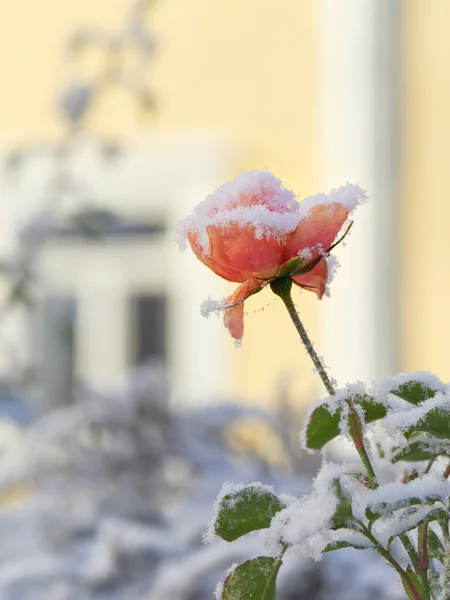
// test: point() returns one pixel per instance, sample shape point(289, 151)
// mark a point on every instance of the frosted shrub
point(252, 231)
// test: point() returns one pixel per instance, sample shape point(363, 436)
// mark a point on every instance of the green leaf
point(323, 426)
point(425, 448)
point(245, 510)
point(339, 545)
point(381, 508)
point(414, 392)
point(436, 422)
point(254, 578)
point(435, 546)
point(343, 514)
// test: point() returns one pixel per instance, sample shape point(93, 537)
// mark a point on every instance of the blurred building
point(320, 93)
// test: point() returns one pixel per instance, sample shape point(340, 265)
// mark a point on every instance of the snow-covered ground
point(109, 498)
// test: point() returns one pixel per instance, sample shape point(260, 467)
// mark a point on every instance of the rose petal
point(315, 280)
point(318, 230)
point(211, 261)
point(234, 316)
point(238, 249)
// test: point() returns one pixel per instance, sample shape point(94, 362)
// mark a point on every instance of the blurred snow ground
point(108, 499)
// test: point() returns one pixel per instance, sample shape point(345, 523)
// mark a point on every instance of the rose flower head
point(253, 231)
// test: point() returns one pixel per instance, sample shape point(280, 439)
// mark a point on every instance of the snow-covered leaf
point(414, 392)
point(342, 544)
point(254, 578)
point(323, 425)
point(414, 581)
point(410, 519)
point(394, 496)
point(435, 546)
point(245, 509)
point(435, 422)
point(422, 446)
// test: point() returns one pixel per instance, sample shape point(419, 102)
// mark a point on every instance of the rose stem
point(282, 288)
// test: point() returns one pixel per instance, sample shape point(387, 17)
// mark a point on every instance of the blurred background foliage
point(122, 411)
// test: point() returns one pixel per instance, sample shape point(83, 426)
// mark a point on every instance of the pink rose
point(252, 230)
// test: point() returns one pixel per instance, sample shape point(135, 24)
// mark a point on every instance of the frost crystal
point(333, 404)
point(208, 306)
point(268, 207)
point(404, 419)
point(305, 524)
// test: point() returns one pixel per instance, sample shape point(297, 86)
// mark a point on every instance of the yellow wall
point(425, 220)
point(249, 68)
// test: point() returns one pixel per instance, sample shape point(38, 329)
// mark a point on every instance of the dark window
point(149, 319)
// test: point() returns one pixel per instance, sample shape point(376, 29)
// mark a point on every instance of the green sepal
point(255, 578)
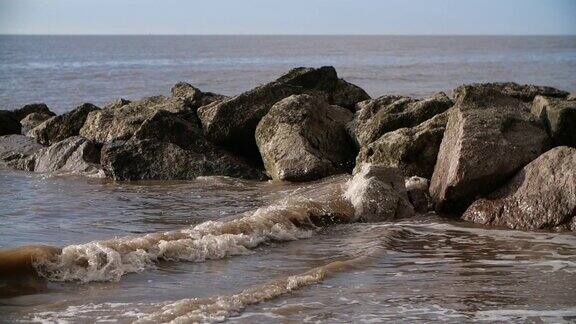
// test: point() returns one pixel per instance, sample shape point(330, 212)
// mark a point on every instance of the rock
point(303, 138)
point(347, 95)
point(233, 122)
point(418, 196)
point(15, 149)
point(120, 102)
point(153, 160)
point(541, 196)
point(122, 122)
point(559, 118)
point(378, 194)
point(193, 97)
point(389, 113)
point(488, 138)
point(26, 110)
point(526, 92)
point(72, 155)
point(63, 126)
point(412, 149)
point(8, 123)
point(32, 120)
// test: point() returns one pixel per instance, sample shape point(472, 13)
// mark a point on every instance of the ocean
point(424, 270)
point(65, 71)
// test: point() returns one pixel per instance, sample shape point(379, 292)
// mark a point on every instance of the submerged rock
point(63, 126)
point(121, 123)
point(412, 149)
point(379, 194)
point(559, 118)
point(40, 108)
point(120, 102)
point(541, 196)
point(193, 97)
point(304, 138)
point(153, 160)
point(389, 113)
point(232, 122)
point(418, 196)
point(32, 120)
point(523, 92)
point(72, 155)
point(8, 123)
point(488, 138)
point(15, 149)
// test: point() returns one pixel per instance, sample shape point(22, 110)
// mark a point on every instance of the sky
point(388, 17)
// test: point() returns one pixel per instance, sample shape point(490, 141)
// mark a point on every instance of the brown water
point(210, 266)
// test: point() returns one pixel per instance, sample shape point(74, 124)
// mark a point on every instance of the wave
point(294, 217)
point(220, 308)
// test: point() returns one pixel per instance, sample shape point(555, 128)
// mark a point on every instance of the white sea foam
point(295, 217)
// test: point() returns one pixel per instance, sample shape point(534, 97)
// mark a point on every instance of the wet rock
point(118, 103)
point(26, 110)
point(120, 123)
point(418, 196)
point(8, 123)
point(72, 155)
point(347, 95)
point(233, 122)
point(304, 138)
point(412, 149)
point(378, 194)
point(523, 92)
point(153, 160)
point(15, 149)
point(63, 126)
point(389, 113)
point(559, 118)
point(32, 120)
point(488, 138)
point(193, 97)
point(541, 196)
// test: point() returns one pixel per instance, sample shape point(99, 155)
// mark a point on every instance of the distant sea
point(64, 71)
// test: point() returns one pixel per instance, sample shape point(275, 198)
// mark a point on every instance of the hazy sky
point(288, 17)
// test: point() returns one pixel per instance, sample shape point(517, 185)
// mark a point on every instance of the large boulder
point(32, 120)
point(523, 92)
point(378, 193)
point(559, 118)
point(15, 149)
point(26, 110)
point(541, 196)
point(233, 122)
point(63, 126)
point(194, 97)
point(411, 149)
point(488, 138)
point(153, 160)
point(120, 123)
point(9, 124)
point(167, 147)
point(304, 138)
point(347, 95)
point(388, 113)
point(72, 155)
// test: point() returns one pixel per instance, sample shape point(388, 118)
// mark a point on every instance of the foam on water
point(292, 218)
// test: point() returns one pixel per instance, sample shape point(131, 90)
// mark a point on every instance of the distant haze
point(403, 17)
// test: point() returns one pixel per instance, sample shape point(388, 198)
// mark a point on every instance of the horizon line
point(246, 34)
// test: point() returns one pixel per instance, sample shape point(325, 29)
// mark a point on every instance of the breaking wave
point(294, 217)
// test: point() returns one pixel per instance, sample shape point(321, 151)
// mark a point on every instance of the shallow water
point(64, 71)
point(421, 270)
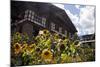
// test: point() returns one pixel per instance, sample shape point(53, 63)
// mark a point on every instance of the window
point(26, 14)
point(52, 26)
point(44, 21)
point(60, 30)
point(65, 32)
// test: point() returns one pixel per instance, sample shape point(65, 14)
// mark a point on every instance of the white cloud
point(77, 6)
point(85, 22)
point(87, 19)
point(59, 5)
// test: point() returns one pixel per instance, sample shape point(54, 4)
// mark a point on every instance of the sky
point(82, 16)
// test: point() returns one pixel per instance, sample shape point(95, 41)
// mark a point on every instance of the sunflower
point(17, 48)
point(47, 55)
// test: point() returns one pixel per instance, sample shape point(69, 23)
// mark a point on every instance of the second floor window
point(52, 26)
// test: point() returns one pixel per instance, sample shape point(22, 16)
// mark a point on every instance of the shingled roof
point(45, 9)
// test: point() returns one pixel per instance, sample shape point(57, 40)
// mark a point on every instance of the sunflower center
point(46, 53)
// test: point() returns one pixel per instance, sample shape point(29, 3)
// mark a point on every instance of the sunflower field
point(46, 48)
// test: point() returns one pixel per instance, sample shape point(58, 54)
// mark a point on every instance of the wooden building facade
point(30, 17)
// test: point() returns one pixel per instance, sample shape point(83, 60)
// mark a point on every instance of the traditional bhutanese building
point(30, 17)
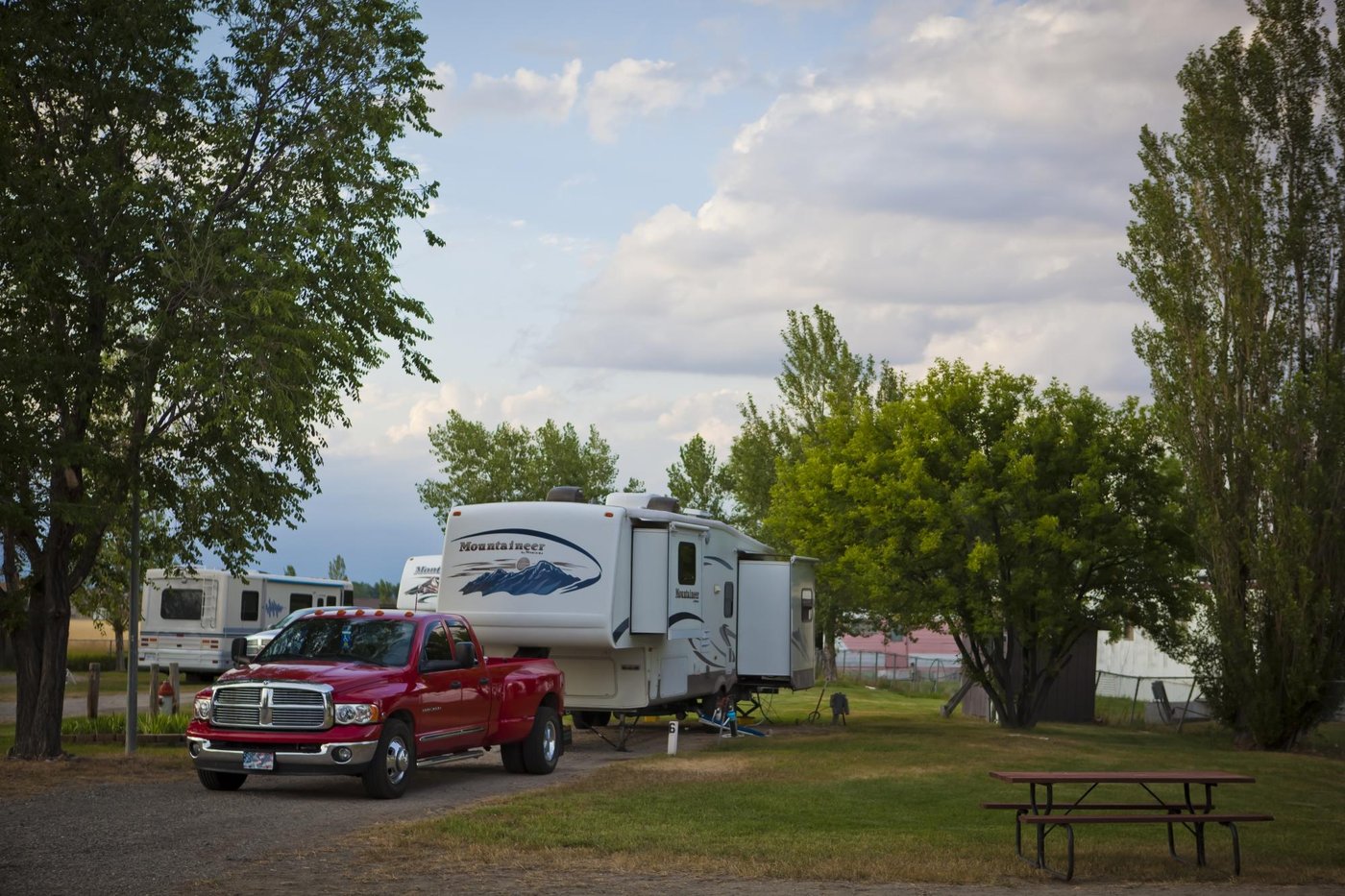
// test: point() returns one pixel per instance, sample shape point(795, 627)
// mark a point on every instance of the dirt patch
point(24, 778)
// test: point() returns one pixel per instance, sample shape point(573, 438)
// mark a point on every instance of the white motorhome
point(191, 619)
point(645, 608)
point(419, 588)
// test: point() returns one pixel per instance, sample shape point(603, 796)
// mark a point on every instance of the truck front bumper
point(338, 758)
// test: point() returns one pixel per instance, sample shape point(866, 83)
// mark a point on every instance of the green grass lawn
point(894, 797)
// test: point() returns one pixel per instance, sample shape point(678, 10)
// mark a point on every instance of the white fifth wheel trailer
point(191, 619)
point(645, 608)
point(419, 588)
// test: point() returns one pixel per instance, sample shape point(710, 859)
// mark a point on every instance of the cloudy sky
point(634, 194)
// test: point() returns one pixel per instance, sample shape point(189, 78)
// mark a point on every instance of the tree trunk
point(40, 653)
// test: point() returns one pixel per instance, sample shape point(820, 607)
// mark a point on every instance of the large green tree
point(1019, 521)
point(1236, 247)
point(513, 463)
point(697, 479)
point(819, 375)
point(199, 206)
point(820, 379)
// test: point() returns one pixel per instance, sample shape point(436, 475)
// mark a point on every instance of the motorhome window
point(437, 644)
point(181, 603)
point(686, 566)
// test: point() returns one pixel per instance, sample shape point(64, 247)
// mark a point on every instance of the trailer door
point(686, 618)
point(648, 581)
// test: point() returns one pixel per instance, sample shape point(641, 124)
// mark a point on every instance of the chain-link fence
point(1147, 700)
point(900, 671)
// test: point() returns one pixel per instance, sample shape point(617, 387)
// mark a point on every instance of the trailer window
point(252, 604)
point(686, 566)
point(181, 603)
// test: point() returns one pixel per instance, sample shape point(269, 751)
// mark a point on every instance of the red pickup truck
point(376, 693)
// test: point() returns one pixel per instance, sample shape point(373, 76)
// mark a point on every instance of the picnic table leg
point(1237, 856)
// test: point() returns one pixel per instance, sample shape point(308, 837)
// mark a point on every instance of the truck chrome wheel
point(390, 772)
point(399, 761)
point(542, 745)
point(550, 739)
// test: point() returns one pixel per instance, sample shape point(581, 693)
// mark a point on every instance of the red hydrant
point(165, 702)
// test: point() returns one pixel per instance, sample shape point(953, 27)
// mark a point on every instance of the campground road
point(110, 828)
point(160, 832)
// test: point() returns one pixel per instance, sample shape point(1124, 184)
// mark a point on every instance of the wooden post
point(177, 687)
point(94, 671)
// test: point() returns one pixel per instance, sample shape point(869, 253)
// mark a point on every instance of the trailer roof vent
point(665, 502)
point(572, 494)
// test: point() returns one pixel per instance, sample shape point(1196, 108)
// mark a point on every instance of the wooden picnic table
point(1046, 811)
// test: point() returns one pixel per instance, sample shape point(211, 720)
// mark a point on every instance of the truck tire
point(390, 772)
point(513, 757)
point(542, 745)
point(221, 781)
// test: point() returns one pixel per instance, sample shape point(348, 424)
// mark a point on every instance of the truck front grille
point(285, 707)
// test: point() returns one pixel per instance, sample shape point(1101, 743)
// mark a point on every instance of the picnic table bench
point(1045, 812)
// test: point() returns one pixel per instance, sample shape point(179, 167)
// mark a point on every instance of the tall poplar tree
point(514, 463)
point(199, 207)
point(1237, 248)
point(697, 479)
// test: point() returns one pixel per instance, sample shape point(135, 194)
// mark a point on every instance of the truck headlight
point(356, 714)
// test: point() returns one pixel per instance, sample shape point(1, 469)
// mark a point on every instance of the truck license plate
point(258, 762)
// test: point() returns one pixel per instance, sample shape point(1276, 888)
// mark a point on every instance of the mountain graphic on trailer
point(542, 579)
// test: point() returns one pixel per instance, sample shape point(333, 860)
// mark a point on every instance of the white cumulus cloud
point(959, 188)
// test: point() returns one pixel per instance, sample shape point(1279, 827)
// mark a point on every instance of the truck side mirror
point(464, 653)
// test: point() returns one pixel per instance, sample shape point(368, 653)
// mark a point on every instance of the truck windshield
point(382, 642)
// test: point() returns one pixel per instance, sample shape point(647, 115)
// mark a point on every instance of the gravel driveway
point(145, 826)
point(160, 832)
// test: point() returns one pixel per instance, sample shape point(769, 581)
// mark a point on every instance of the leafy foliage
point(511, 463)
point(820, 382)
point(697, 479)
point(1018, 521)
point(195, 272)
point(1236, 244)
point(819, 376)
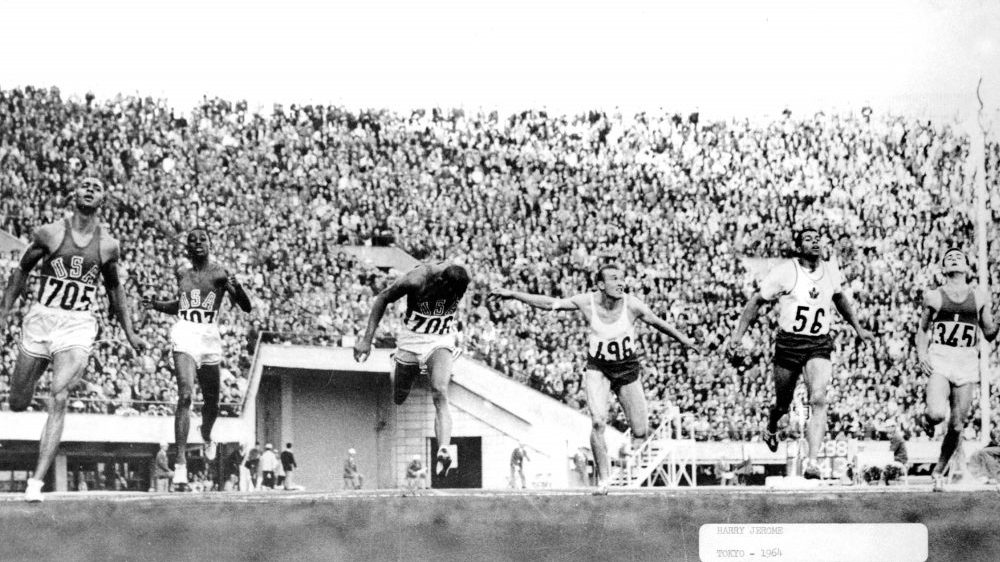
********************
Rewrite the stretch of lines from the one containing "shape point(581, 693)" through the one containing "point(94, 671)", changing "wooden post" to "metal post" and leaving everything else untouched.

// test: point() returns one pixel per instance, sample shape point(581, 693)
// mark a point on every instance of the red hydrant
point(165, 702)
// test: point() returns one pixel per instance, sample shape point(953, 27)
// mark a point on every instance of the campground road
point(110, 828)
point(160, 832)
// test: point() returns one pixel per instance, sample shape point(1124, 184)
// mark a point on every instance of the metal post
point(177, 687)
point(94, 671)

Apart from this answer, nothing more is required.